** Aim of the task **
Line count for "down": report how many lines in this material hold that string, with the number alone as the answer.

** Input data **
○ ○ ○ ○ ○

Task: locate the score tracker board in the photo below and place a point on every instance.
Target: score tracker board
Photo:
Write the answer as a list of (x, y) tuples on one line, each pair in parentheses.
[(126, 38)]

○ ○ ○ ○ ○

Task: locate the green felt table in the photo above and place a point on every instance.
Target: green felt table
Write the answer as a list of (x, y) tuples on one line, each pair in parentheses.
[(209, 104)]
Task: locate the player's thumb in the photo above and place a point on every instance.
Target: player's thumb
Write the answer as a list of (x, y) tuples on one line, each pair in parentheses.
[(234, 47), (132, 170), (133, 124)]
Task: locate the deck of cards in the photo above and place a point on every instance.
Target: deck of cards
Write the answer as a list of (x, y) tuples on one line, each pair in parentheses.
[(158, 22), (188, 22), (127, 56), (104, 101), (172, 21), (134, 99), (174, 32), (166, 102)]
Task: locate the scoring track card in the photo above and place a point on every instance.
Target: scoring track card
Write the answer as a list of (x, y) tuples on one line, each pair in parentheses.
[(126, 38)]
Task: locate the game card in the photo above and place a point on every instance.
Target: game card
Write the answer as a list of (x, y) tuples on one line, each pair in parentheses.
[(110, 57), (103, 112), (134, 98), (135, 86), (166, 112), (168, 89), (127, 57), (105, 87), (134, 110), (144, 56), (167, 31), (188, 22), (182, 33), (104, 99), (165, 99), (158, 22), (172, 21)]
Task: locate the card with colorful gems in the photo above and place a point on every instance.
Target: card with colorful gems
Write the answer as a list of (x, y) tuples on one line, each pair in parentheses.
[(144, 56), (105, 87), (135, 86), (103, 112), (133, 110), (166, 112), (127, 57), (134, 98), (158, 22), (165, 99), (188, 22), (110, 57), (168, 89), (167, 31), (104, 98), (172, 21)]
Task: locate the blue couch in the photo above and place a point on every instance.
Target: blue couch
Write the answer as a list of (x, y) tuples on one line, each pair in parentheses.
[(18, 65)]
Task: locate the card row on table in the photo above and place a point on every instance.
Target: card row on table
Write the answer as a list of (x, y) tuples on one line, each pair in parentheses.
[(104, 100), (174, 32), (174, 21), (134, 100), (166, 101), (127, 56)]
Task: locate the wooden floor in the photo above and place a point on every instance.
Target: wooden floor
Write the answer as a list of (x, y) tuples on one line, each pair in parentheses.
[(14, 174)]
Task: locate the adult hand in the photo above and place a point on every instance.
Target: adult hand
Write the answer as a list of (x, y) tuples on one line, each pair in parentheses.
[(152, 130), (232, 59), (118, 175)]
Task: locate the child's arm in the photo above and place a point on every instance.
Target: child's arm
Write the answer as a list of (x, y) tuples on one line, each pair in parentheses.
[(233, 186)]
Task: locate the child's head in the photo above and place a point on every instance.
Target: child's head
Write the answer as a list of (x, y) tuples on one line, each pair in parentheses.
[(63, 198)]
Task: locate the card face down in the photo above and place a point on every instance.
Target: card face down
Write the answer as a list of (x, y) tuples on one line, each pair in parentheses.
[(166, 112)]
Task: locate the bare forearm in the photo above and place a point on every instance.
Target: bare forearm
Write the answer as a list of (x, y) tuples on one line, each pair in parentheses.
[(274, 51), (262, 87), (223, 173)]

○ ○ ○ ○ ○

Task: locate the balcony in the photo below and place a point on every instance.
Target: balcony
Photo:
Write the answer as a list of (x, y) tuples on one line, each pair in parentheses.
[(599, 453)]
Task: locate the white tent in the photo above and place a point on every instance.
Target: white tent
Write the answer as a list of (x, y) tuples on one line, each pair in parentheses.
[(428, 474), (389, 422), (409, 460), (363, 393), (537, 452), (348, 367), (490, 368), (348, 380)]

○ ○ ○ ○ ○

** Solution **
2